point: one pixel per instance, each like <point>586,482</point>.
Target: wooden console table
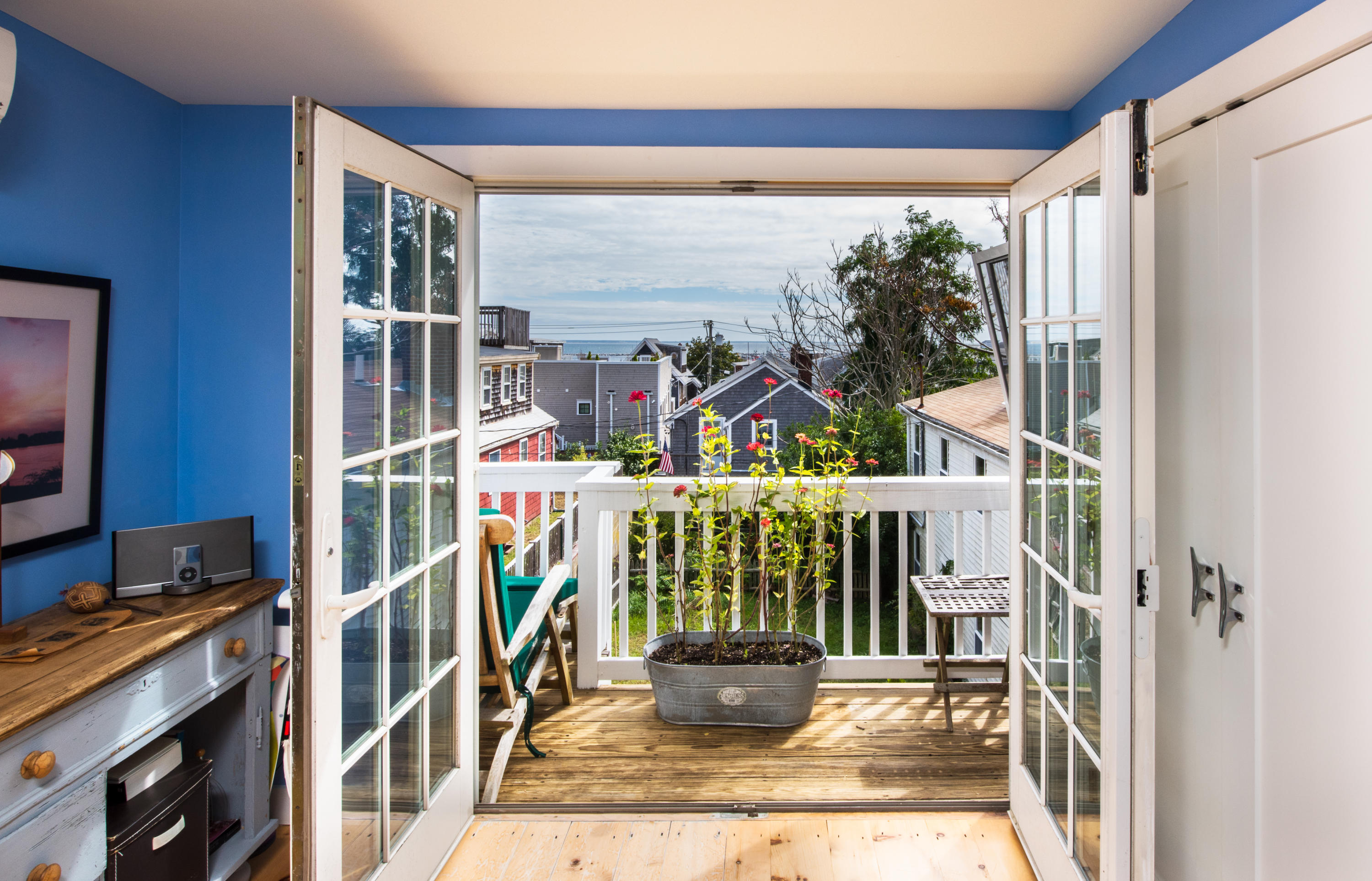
<point>204,666</point>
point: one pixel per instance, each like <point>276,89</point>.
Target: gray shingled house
<point>734,401</point>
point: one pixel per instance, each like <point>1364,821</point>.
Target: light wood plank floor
<point>861,744</point>
<point>793,847</point>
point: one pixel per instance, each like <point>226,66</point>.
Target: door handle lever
<point>1200,573</point>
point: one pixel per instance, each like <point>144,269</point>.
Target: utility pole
<point>710,357</point>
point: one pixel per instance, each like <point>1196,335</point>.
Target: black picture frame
<point>102,350</point>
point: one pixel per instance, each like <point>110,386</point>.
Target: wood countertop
<point>31,692</point>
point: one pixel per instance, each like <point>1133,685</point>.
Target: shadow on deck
<point>862,744</point>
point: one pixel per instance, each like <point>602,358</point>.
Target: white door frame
<point>326,143</point>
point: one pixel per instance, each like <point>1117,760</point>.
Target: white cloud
<point>610,267</point>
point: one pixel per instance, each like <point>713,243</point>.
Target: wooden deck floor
<point>884,847</point>
<point>861,744</point>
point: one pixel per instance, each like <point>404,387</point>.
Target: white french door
<point>1082,261</point>
<point>385,350</point>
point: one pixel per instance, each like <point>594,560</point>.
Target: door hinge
<point>1139,145</point>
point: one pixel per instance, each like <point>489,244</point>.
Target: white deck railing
<point>607,501</point>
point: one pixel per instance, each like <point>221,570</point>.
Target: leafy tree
<point>575,452</point>
<point>870,433</point>
<point>625,448</point>
<point>898,313</point>
<point>697,359</point>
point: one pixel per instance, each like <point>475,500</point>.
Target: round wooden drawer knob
<point>46,872</point>
<point>38,765</point>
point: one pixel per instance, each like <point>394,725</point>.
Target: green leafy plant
<point>782,523</point>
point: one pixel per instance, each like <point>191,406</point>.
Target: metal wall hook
<point>1227,612</point>
<point>1200,571</point>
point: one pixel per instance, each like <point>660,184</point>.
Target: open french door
<point>385,316</point>
<point>1083,586</point>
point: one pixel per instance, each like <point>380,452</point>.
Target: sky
<point>33,375</point>
<point>632,267</point>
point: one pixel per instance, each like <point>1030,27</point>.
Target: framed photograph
<point>54,338</point>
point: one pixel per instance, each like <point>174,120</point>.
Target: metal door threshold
<point>743,809</point>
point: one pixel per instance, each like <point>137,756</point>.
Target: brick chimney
<point>804,363</point>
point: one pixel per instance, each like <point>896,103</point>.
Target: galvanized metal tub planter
<point>755,695</point>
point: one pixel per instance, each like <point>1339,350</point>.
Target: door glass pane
<point>1034,263</point>
<point>1087,360</point>
<point>1060,618</point>
<point>442,731</point>
<point>407,510</point>
<point>361,386</point>
<point>1034,496</point>
<point>442,494</point>
<point>1088,530</point>
<point>363,816</point>
<point>442,611</point>
<point>1034,379</point>
<point>442,376</point>
<point>1087,253</point>
<point>1088,814</point>
<point>361,526</point>
<point>1088,676</point>
<point>1060,298</point>
<point>1060,752</point>
<point>1060,477</point>
<point>405,784</point>
<point>364,239</point>
<point>1058,368</point>
<point>442,260</point>
<point>407,630</point>
<point>1034,729</point>
<point>407,252</point>
<point>407,381</point>
<point>361,685</point>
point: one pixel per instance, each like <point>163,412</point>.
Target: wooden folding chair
<point>518,641</point>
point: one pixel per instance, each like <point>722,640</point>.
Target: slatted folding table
<point>947,597</point>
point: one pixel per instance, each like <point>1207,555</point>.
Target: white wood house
<point>964,433</point>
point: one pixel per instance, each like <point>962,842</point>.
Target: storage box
<point>162,833</point>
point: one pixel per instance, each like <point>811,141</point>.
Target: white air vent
<point>7,58</point>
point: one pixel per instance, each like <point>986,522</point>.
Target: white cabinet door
<point>1082,415</point>
<point>385,503</point>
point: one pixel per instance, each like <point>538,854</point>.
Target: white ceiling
<point>641,54</point>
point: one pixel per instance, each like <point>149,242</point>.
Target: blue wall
<point>187,209</point>
<point>90,167</point>
<point>235,323</point>
<point>1198,38</point>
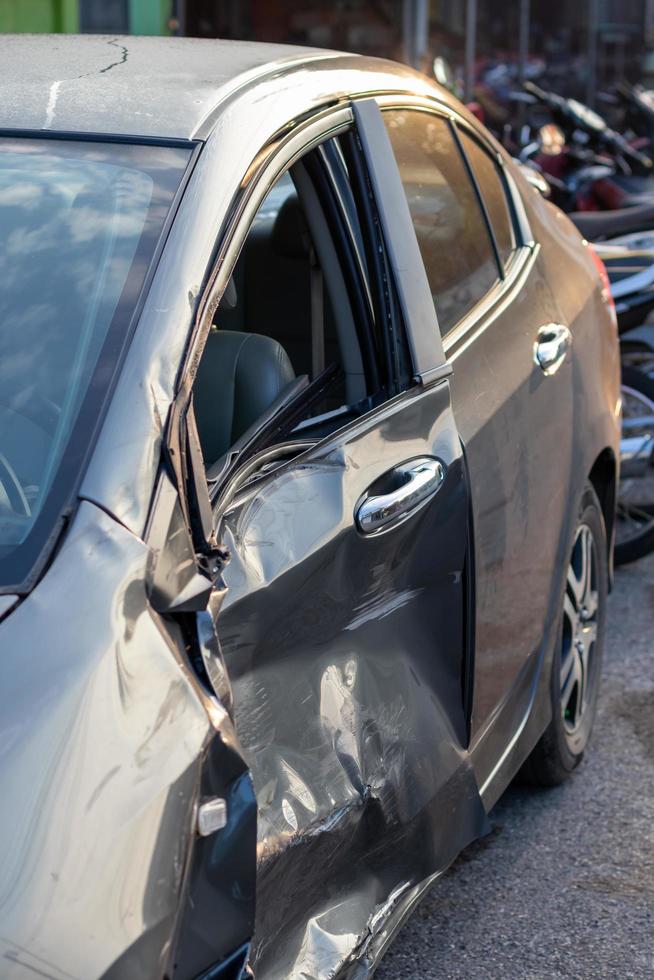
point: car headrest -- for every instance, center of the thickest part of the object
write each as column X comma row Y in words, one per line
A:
column 290, row 235
column 239, row 377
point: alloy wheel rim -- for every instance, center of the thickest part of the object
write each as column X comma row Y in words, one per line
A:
column 580, row 610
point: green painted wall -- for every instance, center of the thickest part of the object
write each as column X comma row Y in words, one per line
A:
column 149, row 16
column 62, row 16
column 39, row 16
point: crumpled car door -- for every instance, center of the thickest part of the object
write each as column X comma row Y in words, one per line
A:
column 344, row 631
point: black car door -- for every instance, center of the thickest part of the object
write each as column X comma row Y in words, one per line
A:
column 344, row 630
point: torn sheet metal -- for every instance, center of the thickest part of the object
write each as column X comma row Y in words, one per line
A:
column 345, row 655
column 108, row 743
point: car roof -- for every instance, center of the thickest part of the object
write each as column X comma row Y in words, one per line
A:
column 157, row 87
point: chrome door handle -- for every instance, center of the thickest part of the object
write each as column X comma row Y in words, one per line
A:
column 553, row 342
column 418, row 480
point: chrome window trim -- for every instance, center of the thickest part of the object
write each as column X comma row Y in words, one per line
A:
column 492, row 305
column 278, row 157
column 521, row 262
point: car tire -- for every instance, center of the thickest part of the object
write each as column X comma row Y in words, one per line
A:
column 575, row 675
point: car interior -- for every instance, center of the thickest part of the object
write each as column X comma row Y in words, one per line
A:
column 284, row 334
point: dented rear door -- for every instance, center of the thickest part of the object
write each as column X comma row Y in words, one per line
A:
column 344, row 635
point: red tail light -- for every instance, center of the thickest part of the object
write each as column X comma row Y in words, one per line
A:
column 606, row 284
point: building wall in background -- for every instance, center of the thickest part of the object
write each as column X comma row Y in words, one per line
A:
column 86, row 16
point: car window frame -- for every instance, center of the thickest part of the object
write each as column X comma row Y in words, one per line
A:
column 86, row 431
column 485, row 310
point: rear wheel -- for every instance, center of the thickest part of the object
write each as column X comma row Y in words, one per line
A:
column 577, row 660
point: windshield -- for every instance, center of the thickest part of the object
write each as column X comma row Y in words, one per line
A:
column 79, row 225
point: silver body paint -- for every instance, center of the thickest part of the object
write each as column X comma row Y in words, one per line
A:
column 344, row 655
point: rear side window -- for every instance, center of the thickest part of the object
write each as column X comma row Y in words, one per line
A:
column 450, row 226
column 491, row 186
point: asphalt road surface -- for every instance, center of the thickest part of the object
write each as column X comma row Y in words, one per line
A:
column 564, row 885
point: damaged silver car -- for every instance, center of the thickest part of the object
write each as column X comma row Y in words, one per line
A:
column 309, row 416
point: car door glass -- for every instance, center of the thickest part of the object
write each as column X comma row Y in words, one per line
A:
column 494, row 196
column 287, row 337
column 450, row 226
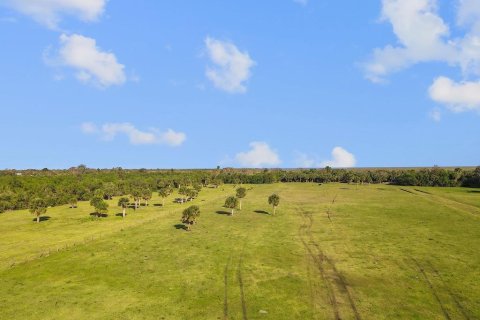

* * *

Please reproduce all of the material above exactly, line for line, leaving out the pictures.

• REPLY:
point: one pixel per instance, each like <point>586,482</point>.
Target: wooden console table
<point>204,666</point>
point: one pixel per instance, each like <point>276,89</point>.
Target: gray shingled house
<point>734,401</point>
point: one pixel per instance, each like <point>1364,821</point>.
Target: light wood plank floor
<point>861,744</point>
<point>793,847</point>
point: one pixel per instance, each like <point>226,66</point>.
Target: door handle lever
<point>1200,573</point>
point: one pixel per instance, each like <point>144,269</point>.
Target: utility pole
<point>710,357</point>
point: one pixel per instance, each like <point>1196,335</point>.
Target: black picture frame
<point>102,350</point>
point: one pixel per instance, each like <point>110,386</point>.
Target: wood countertop
<point>31,692</point>
point: one pixel per instance, each like <point>1133,685</point>.
Target: shadow on deck
<point>862,744</point>
point: one pixel per instance, each like <point>602,358</point>.
Target: white door frame
<point>326,143</point>
point: one pixel per instance, each like <point>1117,760</point>.
Target: white cloud
<point>610,267</point>
point: one pixel per instance, each like <point>713,243</point>.
Target: wooden deck floor
<point>884,847</point>
<point>861,744</point>
point: one pixel per instance, each like <point>404,387</point>.
Target: white french door
<point>1082,261</point>
<point>385,350</point>
point: one pixel per instance, each like <point>594,560</point>.
Target: door hinge
<point>1139,145</point>
point: one pixel per instance, each like <point>489,244</point>.
Target: white deck railing
<point>607,501</point>
point: one pixel per instance, each like <point>221,570</point>.
Target: leafy tree
<point>575,452</point>
<point>870,433</point>
<point>625,448</point>
<point>898,313</point>
<point>697,359</point>
point: one pixel per instance, each like <point>475,500</point>.
Target: round wooden drawer knob
<point>46,872</point>
<point>38,765</point>
point: one pixel per instance, each like <point>394,725</point>.
Target: green leafy plant
<point>782,523</point>
point: one pixel per instance, each like <point>191,406</point>.
Target: metal wall hook
<point>1227,612</point>
<point>1200,571</point>
point: one pixel per instance, each like <point>660,184</point>.
Target: open french door
<point>385,316</point>
<point>1083,586</point>
point: one pixel per instance, each like <point>380,452</point>.
Target: sky
<point>33,375</point>
<point>632,267</point>
point: one pixel per instance, each like <point>1030,27</point>.
Target: framed photograph
<point>54,338</point>
point: one pixel per instance, each like <point>174,120</point>.
Target: metal door threshold
<point>743,809</point>
point: one pixel per instance, each like <point>137,756</point>.
Target: brick chimney
<point>804,363</point>
point: one pixel per instance, each like <point>896,103</point>.
Target: galvanized metal tub planter
<point>755,695</point>
point: one pixel per instance, each like <point>1339,350</point>.
Target: door glass pane
<point>1034,263</point>
<point>1087,360</point>
<point>1060,618</point>
<point>442,731</point>
<point>407,510</point>
<point>361,386</point>
<point>1034,496</point>
<point>442,494</point>
<point>1088,530</point>
<point>363,816</point>
<point>442,611</point>
<point>1034,379</point>
<point>442,376</point>
<point>1087,253</point>
<point>1088,814</point>
<point>361,526</point>
<point>1088,676</point>
<point>1060,298</point>
<point>1060,752</point>
<point>1060,477</point>
<point>405,784</point>
<point>364,239</point>
<point>1058,368</point>
<point>442,260</point>
<point>407,630</point>
<point>1034,729</point>
<point>407,252</point>
<point>407,381</point>
<point>361,685</point>
point: one pixel per instance, each like <point>163,412</point>.
Target: wooden folding chair
<point>518,641</point>
point: one pixel per instance, each like <point>722,640</point>.
Target: slatted folding table
<point>947,597</point>
point: one pixel per instance, each like <point>1207,555</point>.
Target: white wood house
<point>964,433</point>
point: one pixel per instance, each like <point>962,842</point>.
Target: storage box
<point>162,833</point>
point: one pixel per instance, each like <point>811,141</point>.
Target: white air vent
<point>7,58</point>
point: one pixel per instance, each like <point>986,522</point>.
Target: white cabinet door
<point>1082,415</point>
<point>385,503</point>
point: one pixel per instance, each like <point>538,854</point>.
Target: white ceiling
<point>641,54</point>
point: one pixel per instance, each like <point>149,242</point>.
Target: blue wall
<point>187,209</point>
<point>90,167</point>
<point>235,323</point>
<point>1198,38</point>
point: car headrest -- for every instance, center of the thickest part of the object
write each as column X comma row Y in words, one per line
A:
column 290, row 235
column 239, row 377
point: alloy wheel rim -- for every instance, center of the thickest part of the object
write each as column X comma row Y in words, one per line
A:
column 580, row 610
point: green painted wall -- for every instance, center of the thickest part of the object
write each as column X comma row Y in words, one per line
A:
column 149, row 16
column 62, row 16
column 39, row 16
point: crumpled car door -- for every instance, center of the thickest part of the object
write each as column X comma row Y in words, one per line
A:
column 344, row 631
point: black car door -- for every instance, center of the thickest part of the object
write each as column X comma row Y in words, one per line
A:
column 344, row 630
point: torn sheet metal -- for every instance, center of the thickest part of the object
write each as column X comma row Y in words, one per line
A:
column 345, row 655
column 108, row 743
point: car roof -- for every instance, center of the thickest part of the object
write each as column X comma row Y in words, one per line
A:
column 157, row 87
point: chrome door handle -- for every instance, center of the thickest part of the object
write each as column X comma row Y in words, one per line
A:
column 553, row 342
column 418, row 480
point: chrome window trim -- for every instance, center of the thickest part of the object
write each as column X comma row Y in words, one per line
A:
column 492, row 305
column 278, row 157
column 521, row 262
point: car tire -- for every instance, center of the thickest part of the object
write each as column X comma row Y in words, one per line
A:
column 575, row 675
point: car interior -- for every instance, center of the thickest part of the object
write each as column X comma row Y in words, one per line
A:
column 284, row 334
point: dented rear door -- for every instance, center of the thickest part of the object
write each as column X comma row Y in words, one per line
A:
column 344, row 635
point: red tail light -- for every instance, center of the thickest part of the object
write each as column X comma row Y in words, one per line
A:
column 606, row 284
point: building wall in background -- for every instance, center of the thickest part of the object
write each as column X comma row Y in words, one per line
A:
column 86, row 16
point: car window frame -- for every instance, center of the thickest part of the object
write each as column X comma row Y in words, one per line
A:
column 86, row 431
column 485, row 310
point: rear wheel -- for every instance, center of the thickest part of the object
write each as column X comma row Y in words, one per line
A:
column 577, row 660
point: windshield -- for every instance, center of the thickest part of the object
write each as column X comma row Y in words, one per line
A:
column 79, row 225
point: silver body paint -- for every instance, center of the thickest part of the object
write each as column X comma row Y in words, one per line
A:
column 344, row 655
point: rear side window -- for every instance, center of the thickest part of the object
write each as column X comma row Y in words, one per line
A:
column 450, row 226
column 491, row 186
point: asphalt road surface -- for every instance, center of the thickest part of the object
write each as column X comma row Y in words, one per line
A:
column 564, row 885
point: damaged silver car -- for every instance, center of the thickest part of the object
write each as column X comma row Y in words, one per line
A:
column 309, row 416
point: car door glass -- for every instance, center of the thickest part of the object
write each as column X comma row Y in words, one per line
A:
column 494, row 196
column 287, row 337
column 450, row 226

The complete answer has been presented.